• _Short exercise A_
In the travel post about the Azores, which island did Grandma travel from?
• _Short exercise B_
Carry on the travel post about the Azores, picking up after its final sentence.

• _Quoted text_
↓
Perhaps I’ve waited so long to write this post because I know it means the end of an era. Aka…no more travel posts. If I do maintain a steady blog posting it can only include adventure stories of work, sleep, or biking a few miles somewhere and back. For now and probably for the near future, I am at the end of my European holiday. My bank account told me it was time. But at the very least, my last week was amazing (minus the last 48 hours… tune in for details).
Before returning to the shores of Cape Cod, it came to me in Portugal. I traveled to Lisbon for a day on a layover and then left for the Azores to meet Alexa and Kacey, a big part of what make me call Cape Cod home. The Azores for the Franco’s are the motherland, or as they call it the Grandmother land. Grandma had traveled from Sao Miguel island many years ago, to pitch her life on Cape Cod. Although the trip was simply beautiful, it meant even more for the Franco’s being able to see, hear, and taste the heritage.
Day one…as most day one’s go, started off a bit rocky. The Franco’s waited for 6 hours in the airport, there were no automatic cars for renting, and we ended up taking a bus then hiking up a mountain for 30 minutes to reach our house. Natascha, our Airbnb host was shocked that we showed up on foot, but with salty sweat coating our hair we were just excited for a warm shower. The home was a brightly painted bungalow overlooking the water and hills of the Azores, and Natascha and her husband were quite possibly the kindest and cutest couple in the world. The hike there was hard but worth every step for that view.
↑
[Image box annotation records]
↓
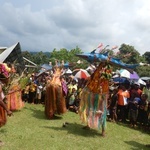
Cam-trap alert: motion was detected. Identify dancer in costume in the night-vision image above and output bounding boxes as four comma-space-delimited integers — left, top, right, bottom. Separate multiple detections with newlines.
45, 67, 67, 119
79, 62, 111, 136
0, 83, 12, 127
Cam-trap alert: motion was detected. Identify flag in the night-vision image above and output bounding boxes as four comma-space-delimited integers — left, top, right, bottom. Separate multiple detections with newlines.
96, 43, 103, 53
97, 43, 103, 48
111, 46, 118, 50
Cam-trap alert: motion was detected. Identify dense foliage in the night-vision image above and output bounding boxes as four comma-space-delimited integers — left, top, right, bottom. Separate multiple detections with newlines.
22, 44, 150, 76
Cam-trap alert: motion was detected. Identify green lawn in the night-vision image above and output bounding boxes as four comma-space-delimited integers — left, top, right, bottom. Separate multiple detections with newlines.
0, 104, 150, 150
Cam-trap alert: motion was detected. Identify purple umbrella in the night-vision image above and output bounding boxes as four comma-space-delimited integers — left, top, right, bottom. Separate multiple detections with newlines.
119, 69, 140, 80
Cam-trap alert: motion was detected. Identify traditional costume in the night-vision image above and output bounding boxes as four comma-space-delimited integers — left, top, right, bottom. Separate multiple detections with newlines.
45, 68, 67, 119
79, 62, 111, 130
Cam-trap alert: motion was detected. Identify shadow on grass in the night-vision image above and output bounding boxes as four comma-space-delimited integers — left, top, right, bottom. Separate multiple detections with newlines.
43, 122, 102, 137
24, 107, 47, 120
24, 107, 62, 120
125, 141, 150, 150
0, 129, 6, 133
117, 122, 150, 135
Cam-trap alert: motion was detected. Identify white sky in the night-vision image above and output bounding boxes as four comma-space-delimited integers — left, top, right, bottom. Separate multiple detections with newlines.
0, 0, 150, 55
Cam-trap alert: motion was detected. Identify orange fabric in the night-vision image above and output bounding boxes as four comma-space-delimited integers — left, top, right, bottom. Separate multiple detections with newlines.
0, 106, 7, 127
118, 90, 130, 106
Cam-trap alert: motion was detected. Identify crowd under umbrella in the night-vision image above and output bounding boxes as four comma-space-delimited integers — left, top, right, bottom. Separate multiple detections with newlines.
118, 69, 140, 80
72, 69, 90, 79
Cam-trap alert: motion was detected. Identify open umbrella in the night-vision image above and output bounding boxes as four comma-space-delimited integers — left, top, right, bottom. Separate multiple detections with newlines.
119, 69, 140, 80
73, 69, 90, 79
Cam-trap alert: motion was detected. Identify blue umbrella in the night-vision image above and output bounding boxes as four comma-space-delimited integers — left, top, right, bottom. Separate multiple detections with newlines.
112, 77, 130, 84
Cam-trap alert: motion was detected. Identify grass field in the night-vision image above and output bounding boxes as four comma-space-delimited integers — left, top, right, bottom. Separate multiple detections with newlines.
0, 103, 150, 150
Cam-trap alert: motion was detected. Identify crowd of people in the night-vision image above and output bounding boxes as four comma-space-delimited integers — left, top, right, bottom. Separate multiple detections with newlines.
108, 82, 150, 131
0, 63, 150, 146
22, 69, 150, 130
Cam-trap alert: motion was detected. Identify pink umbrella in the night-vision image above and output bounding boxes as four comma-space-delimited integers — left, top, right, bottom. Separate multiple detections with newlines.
74, 69, 90, 79
119, 69, 140, 79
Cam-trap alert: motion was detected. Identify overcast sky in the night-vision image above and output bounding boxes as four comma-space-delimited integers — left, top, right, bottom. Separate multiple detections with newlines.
0, 0, 150, 55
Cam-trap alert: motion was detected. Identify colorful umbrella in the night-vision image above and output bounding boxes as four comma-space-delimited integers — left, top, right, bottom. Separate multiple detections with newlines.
74, 69, 90, 79
119, 69, 140, 80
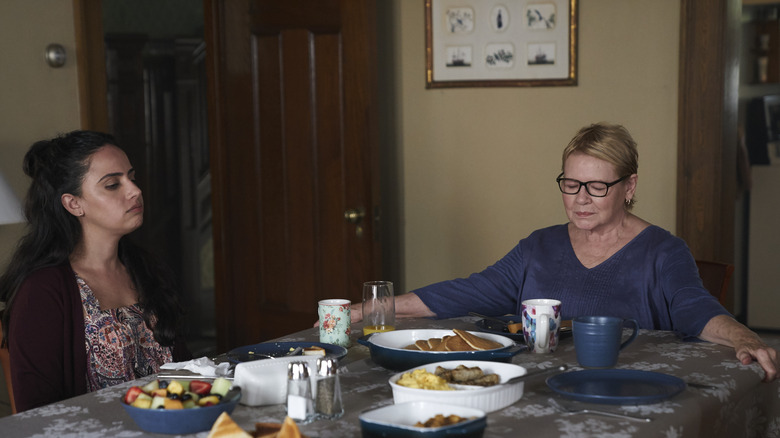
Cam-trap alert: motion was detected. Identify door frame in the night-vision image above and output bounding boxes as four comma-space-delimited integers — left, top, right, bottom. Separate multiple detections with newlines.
73, 0, 741, 336
676, 0, 742, 307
↑
• _Exercise response A_
Sao Miguel island

• _Exercise response B_
We settled in, showered, and Natascha called for an automatic car rental (thank goodness), then with just the night ahead of us, we called a cab to some small restaurant the host suggested. First, let me explain that the Portuguese people are LITERALLY, (I don’t use this word lightly) the nicest people alive. If you want, to live somewhere where everyone is happy, move to the Portugal. Our taxi driver, native to Canada, spoke perfect English and gave us his contact information so we could ask for any suggestions on the island while in town. Then, when we got to the restaurant it was closed, with only the faint buzz of a TV in the background.
Victor, our driver and now friend, said, “Hold on, I think I have his cell phone.” Called the owner of the restaurant, who lives on site, and the man opened his restaurant for the three of us. It was like eating a home cooked meal and although he spoke no English, his smile and continuous pours of homemade drinks let us know he was immensely happy to host.
The food was the best I’ve eaten in all of Europe, Greece is a close second, but the fish he cooked was so fresh and perfectly spiced. The Portuguese leave the head on the fish which was a bit alarming, but all part of the experience.
Over the worst of things, we started out this next morning, with new friends and a car. We went hiking and endured twenty different weather patterns. Since the island is in the center of the Atlantic, I’m not sure it knew which season to pick. In the course of an hour, we had a hurricane, wind storm, sun and rainbows, freezing air, and perfect weather. But luckily everything we reached a viewpoint or Miradoura as the Portuguese say the sky cleared up allowing us to gawk at the stunning landscapes.
We scoured the land for the most instagrammable and pinterestable pics. Without luck, we messaged Victor, our taxi friend, who gave us the exact location for the picture we wanted. Once there (despite the cold) we didn’t want to leave. But instead of tracing “Bri was here” in the sand, something that will blow away, Alexa vandalized the viewpoint with a Mocean sticker. Worth it.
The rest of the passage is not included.